Records to use:
* Begin *
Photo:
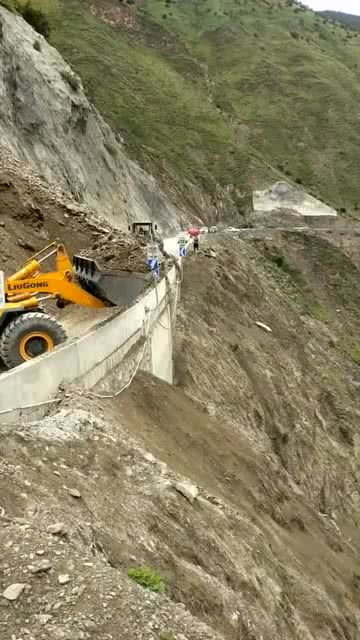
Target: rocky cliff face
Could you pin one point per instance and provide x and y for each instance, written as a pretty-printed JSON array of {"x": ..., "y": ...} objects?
[{"x": 47, "y": 122}]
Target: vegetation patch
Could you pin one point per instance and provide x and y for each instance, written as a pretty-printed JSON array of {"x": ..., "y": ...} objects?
[
  {"x": 148, "y": 578},
  {"x": 319, "y": 312},
  {"x": 37, "y": 18}
]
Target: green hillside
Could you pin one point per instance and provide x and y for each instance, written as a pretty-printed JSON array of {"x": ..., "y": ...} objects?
[{"x": 217, "y": 93}]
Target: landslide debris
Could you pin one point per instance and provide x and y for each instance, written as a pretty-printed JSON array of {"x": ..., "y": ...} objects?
[
  {"x": 237, "y": 485},
  {"x": 119, "y": 251},
  {"x": 47, "y": 122},
  {"x": 33, "y": 214}
]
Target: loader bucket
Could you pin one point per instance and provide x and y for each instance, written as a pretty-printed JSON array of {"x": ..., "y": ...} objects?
[{"x": 115, "y": 287}]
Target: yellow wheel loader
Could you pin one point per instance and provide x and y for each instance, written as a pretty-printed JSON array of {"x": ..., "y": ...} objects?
[{"x": 26, "y": 330}]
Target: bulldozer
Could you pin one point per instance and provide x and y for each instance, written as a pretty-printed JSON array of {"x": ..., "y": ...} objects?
[
  {"x": 146, "y": 230},
  {"x": 26, "y": 329}
]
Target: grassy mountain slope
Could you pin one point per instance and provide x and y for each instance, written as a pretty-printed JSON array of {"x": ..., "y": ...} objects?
[
  {"x": 348, "y": 19},
  {"x": 212, "y": 93}
]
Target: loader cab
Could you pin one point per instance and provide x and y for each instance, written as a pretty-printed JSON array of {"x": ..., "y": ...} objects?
[{"x": 145, "y": 230}]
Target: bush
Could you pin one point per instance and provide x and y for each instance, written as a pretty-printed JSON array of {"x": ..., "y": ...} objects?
[
  {"x": 148, "y": 578},
  {"x": 36, "y": 18},
  {"x": 72, "y": 80}
]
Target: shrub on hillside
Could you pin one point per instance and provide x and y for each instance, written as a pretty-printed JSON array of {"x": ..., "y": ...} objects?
[{"x": 36, "y": 18}]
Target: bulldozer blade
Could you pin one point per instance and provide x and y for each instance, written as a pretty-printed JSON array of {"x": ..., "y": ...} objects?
[{"x": 114, "y": 287}]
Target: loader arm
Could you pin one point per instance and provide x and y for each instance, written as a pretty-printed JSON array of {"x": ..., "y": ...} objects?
[{"x": 52, "y": 283}]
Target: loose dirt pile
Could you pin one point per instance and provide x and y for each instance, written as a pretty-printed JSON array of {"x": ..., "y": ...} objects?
[{"x": 118, "y": 251}]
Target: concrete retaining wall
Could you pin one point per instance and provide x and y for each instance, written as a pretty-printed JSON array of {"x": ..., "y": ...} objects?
[{"x": 89, "y": 359}]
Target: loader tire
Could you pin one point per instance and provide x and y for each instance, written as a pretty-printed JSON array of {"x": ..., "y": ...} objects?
[{"x": 29, "y": 336}]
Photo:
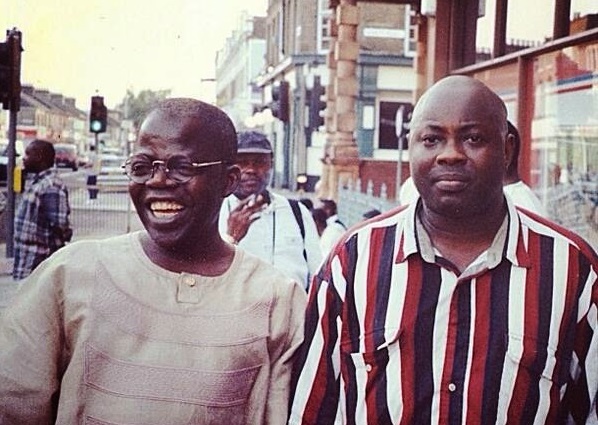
* End *
What is needed: Please show each line of the items above that contains the word "loader", treating uppercase and lowercase as different.

Task answer:
Target: loader bucket
Target: yellow wheel loader
Target: loader cab
Target: loader arm
Target: loader tire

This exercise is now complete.